**SUPPLIED TEXT**.

18:50* vagrantc concurs that documentation is lacking
18:50
<alkisg>
Right. So, while ltsp developers think of ltsp6 as a chance to clean up the code and have it better designed and more maintainable etc, from the user side, that won't offer anything...
18:50
I think that's one of the reasons that ltsp6 is advancing so slow...
18:51
<vagrantc>
main feature is implementing better guest-login functionality ...
18:51
<bennabiy>
vagrantc: I was thinking something similar
18:52
<maldridge>
that! I want ot have a lab of ~35 machines but allowing a single volatile account to log in everywhere
18:52
<vagrantc>
i've cobbled together a few parts to have anonymous logins with lightdm, with a local tmpfs homedir, no authentication or homedir mounting on the server
18:52
<bennabiy>
I would like to have a guest login that has a core set of files available, and restrictions put on it, but that nothing from the home directory lasts past the session
18:52
<alkisg>
E.g. why would switching to the lightdm-webkit-greeter help us with guest accounts? With the current ltsp code base, I don't think guest accounts are more than 50 lines of code away...
18:53
<vagrantc>
alkisg: you mean with LDM, or with lightdm, or what?
18:53
<maldridge>
well, I for one would enjoy lightdm-webkit because then I could plug in my existing greeter skin from our fat installs
18:53
<alkisg>
With the current LDM code base
18:53
<maldridge>
which I am unwilling to port back to a gtkrc based theme
18:53
<vagrantc>
i found it was easier to implement with libpam-mount & lightdm than implementing in LDM
18:53* bennabiy would like to do away with gtkrc...
18:54
<vagrantc>
alkisg: i would like to move to a more standard display manager so that themeing can be shared with other projects
18:54
maybe lightdm-webkit will just make that it's own special themeing again...
18:55
<bennabiy>
vagrantc - alkisg: what currently are the "inflexible" parts of ltsp? Where does the current LTSP not allow customization or flexibility towards configuration?

**DATASET**.
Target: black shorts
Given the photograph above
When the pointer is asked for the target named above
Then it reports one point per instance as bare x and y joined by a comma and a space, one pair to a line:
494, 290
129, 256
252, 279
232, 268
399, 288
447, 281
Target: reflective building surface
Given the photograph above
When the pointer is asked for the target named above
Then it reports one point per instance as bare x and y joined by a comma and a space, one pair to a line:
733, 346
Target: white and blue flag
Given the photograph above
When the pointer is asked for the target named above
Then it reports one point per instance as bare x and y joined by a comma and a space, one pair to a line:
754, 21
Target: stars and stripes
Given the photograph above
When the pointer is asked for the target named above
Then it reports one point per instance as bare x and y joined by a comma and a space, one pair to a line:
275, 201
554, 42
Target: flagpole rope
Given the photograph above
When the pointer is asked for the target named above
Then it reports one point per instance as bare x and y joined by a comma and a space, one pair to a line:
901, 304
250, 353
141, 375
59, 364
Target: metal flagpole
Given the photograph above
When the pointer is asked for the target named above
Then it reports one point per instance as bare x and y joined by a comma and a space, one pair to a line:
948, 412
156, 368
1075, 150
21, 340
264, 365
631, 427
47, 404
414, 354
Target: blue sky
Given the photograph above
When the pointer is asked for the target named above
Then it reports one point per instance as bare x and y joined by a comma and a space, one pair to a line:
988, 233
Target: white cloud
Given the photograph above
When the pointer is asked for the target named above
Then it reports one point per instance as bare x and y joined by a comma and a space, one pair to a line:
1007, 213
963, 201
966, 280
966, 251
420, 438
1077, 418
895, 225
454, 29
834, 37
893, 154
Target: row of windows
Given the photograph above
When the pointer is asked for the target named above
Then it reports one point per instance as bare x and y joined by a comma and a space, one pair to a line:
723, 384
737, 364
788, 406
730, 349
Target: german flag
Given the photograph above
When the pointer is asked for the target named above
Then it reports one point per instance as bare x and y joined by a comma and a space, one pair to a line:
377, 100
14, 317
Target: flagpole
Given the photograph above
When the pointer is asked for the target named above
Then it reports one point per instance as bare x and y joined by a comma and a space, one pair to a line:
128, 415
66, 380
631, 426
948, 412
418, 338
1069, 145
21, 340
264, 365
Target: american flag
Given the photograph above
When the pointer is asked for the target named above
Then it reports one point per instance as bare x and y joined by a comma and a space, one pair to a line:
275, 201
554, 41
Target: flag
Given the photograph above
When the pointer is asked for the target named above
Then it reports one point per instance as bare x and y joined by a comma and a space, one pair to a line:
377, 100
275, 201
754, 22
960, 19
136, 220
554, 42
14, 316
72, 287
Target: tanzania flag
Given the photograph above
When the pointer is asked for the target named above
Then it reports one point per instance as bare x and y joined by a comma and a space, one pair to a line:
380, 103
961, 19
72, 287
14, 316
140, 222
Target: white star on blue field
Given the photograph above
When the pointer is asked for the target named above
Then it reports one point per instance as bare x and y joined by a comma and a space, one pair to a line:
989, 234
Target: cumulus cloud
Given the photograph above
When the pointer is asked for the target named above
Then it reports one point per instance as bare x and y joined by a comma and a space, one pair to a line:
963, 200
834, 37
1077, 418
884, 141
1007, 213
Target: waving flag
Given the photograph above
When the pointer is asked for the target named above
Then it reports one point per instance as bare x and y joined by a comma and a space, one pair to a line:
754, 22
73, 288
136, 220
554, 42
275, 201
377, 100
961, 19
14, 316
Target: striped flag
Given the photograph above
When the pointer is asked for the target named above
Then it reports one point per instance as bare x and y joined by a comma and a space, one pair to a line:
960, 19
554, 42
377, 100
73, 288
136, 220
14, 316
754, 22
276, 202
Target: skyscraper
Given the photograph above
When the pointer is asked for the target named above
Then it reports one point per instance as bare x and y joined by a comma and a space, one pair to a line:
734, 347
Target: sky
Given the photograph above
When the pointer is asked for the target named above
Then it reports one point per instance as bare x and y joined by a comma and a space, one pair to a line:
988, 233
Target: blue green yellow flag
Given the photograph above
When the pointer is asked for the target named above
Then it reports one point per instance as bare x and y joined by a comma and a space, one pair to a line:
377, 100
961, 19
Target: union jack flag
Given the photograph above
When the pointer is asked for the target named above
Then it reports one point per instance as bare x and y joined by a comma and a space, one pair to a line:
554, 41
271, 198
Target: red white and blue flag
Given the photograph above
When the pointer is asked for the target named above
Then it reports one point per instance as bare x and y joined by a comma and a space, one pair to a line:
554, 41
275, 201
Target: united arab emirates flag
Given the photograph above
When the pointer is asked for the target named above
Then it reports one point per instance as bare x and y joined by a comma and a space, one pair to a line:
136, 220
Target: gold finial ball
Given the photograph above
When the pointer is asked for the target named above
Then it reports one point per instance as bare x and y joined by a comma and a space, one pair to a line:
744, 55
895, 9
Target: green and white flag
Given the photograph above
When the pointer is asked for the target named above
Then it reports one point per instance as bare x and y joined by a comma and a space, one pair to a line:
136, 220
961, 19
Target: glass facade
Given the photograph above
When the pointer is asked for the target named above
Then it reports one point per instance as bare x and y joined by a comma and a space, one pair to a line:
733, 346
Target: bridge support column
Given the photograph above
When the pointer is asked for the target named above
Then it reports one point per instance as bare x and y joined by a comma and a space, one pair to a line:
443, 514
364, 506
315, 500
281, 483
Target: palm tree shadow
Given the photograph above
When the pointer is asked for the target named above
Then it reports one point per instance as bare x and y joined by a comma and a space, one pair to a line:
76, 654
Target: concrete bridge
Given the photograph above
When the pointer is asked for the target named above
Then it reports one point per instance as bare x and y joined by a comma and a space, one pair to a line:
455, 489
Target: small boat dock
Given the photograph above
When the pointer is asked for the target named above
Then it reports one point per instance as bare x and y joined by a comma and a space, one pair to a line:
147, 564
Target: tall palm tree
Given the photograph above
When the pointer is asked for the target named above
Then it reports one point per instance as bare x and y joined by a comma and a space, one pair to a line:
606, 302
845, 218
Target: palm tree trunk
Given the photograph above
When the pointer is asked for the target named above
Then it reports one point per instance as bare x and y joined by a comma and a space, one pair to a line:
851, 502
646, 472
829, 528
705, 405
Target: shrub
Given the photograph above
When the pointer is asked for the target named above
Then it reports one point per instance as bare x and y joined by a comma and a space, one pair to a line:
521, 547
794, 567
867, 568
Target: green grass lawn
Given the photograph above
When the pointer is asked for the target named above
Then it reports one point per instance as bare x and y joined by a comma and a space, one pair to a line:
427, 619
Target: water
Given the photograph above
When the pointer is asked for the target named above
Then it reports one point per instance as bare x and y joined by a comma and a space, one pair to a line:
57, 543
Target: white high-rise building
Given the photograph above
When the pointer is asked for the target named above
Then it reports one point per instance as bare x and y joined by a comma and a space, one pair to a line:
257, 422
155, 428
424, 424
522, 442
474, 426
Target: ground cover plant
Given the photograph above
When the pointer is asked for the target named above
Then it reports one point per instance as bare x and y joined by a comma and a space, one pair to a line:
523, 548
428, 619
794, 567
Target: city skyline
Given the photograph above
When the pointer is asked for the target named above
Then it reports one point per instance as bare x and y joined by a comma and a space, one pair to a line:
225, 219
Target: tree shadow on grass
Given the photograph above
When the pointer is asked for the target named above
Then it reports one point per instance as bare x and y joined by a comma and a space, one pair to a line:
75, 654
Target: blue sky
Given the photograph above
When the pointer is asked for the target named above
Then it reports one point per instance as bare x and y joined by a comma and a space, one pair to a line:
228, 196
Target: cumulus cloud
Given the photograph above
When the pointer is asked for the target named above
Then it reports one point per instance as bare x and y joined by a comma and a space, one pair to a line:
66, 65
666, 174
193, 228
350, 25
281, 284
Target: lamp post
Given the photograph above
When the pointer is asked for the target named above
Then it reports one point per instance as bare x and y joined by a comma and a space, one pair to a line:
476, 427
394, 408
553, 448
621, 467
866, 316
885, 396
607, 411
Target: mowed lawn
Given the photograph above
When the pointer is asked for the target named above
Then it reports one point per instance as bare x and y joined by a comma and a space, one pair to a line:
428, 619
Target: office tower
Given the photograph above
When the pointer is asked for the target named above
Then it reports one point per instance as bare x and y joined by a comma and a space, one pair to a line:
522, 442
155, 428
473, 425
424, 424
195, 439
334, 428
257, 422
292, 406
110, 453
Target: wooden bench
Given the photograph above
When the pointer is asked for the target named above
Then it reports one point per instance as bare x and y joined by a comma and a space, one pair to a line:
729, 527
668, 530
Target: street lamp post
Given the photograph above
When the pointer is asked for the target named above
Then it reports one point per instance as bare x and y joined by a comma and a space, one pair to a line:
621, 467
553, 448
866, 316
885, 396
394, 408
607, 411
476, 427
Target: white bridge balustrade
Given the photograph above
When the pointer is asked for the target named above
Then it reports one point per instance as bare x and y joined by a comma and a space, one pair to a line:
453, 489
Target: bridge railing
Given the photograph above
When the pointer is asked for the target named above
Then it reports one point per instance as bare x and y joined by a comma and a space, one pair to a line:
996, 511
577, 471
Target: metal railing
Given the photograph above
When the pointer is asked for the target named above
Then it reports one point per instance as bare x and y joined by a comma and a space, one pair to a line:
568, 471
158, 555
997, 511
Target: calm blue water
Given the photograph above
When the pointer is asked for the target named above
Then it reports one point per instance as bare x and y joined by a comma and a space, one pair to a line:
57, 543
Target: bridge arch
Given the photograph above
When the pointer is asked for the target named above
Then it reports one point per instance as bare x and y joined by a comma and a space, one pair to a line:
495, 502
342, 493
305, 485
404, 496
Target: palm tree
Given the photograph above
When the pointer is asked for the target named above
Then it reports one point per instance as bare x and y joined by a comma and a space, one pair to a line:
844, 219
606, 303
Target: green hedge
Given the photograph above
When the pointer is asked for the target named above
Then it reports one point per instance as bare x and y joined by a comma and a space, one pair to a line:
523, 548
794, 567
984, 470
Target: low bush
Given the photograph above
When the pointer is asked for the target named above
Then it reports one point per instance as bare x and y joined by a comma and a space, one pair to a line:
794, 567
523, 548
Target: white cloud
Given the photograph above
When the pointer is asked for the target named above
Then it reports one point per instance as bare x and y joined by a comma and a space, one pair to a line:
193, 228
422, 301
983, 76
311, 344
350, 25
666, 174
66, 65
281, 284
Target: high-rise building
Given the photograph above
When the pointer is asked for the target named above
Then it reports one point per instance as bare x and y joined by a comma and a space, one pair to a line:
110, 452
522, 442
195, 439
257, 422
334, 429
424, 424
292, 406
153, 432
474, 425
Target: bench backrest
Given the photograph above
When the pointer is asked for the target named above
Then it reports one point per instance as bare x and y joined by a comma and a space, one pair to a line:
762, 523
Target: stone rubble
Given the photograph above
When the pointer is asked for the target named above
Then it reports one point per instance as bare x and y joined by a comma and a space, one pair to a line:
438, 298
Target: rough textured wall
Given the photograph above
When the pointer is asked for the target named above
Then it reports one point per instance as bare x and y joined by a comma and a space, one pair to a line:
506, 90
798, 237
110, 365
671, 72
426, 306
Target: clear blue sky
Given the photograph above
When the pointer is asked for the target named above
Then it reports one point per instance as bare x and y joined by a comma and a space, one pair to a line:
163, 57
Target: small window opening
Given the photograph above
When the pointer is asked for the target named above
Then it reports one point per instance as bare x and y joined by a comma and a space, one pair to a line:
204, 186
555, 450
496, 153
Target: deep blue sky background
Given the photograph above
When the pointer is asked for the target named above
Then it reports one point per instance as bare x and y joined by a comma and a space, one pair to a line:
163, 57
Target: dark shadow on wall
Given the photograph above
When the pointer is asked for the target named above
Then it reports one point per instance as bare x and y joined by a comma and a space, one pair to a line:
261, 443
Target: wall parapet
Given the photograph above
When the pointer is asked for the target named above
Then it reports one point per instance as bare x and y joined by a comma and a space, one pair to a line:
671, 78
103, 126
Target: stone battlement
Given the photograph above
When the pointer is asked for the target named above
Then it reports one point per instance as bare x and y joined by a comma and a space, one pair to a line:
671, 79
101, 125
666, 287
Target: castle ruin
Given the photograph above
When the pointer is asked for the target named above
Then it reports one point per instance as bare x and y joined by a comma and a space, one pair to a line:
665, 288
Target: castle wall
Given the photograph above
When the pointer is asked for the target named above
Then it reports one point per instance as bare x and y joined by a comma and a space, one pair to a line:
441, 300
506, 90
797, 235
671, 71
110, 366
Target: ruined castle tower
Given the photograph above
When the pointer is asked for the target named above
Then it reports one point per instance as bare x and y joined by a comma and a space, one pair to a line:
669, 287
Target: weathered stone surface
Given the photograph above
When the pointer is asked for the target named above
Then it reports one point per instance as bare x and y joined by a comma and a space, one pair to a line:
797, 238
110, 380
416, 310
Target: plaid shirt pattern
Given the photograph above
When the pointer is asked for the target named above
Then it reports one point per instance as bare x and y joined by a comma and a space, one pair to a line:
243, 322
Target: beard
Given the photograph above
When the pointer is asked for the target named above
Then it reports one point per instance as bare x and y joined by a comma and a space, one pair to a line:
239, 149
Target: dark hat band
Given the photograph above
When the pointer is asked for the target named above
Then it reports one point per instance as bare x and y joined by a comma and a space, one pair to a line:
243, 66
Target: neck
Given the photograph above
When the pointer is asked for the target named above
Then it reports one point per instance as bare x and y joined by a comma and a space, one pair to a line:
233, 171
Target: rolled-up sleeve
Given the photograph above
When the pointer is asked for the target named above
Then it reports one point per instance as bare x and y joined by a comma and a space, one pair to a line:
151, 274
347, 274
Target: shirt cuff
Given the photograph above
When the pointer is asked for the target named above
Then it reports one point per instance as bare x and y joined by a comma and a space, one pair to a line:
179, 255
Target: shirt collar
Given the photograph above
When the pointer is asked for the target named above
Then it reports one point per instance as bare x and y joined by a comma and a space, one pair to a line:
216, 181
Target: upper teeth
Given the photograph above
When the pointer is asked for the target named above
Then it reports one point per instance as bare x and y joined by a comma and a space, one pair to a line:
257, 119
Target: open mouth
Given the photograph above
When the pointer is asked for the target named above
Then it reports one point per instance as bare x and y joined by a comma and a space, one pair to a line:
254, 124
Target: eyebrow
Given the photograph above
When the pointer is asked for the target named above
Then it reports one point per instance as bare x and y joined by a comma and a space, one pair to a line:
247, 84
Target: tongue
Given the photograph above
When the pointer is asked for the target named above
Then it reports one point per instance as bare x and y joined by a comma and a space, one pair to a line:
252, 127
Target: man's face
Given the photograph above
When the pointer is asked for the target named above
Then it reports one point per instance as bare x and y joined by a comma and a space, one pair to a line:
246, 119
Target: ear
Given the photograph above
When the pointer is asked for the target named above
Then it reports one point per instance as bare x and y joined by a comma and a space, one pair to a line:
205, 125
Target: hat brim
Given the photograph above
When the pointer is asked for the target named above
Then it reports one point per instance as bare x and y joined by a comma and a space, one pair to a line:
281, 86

**JOBS**.
(a) Answer these from the LTSP chat log:
(i) What does vagrantc name as the main feature?
(ii) About how many machines does maldridge want in a lab?
(iii) With what two components did vagrantc find implementation easier than in LDM?
(b) Print everything in the LTSP chat log from "18:50* vagrantc concurs" down to "guest-login functionality ...", with no changes.

**FINAL ANSWERS**.
(a)
(i) Implementing better guest-login functionality.
(ii) About 35.
(iii) libpam-mount and lightdm.

(b)
18:50* vagrantc concurs that documentation is lacking
18:50
<alkisg>
Right. So, while ltsp developers think of ltsp6 as a chance to clean up the code and have it better designed and more maintainable etc, from the user side, that won't offer anything...
18:50
I think that's one of the reasons that ltsp6 is advancing so slow...
18:51
<vagrantc>
main feature is implementing better guest-login functionality ...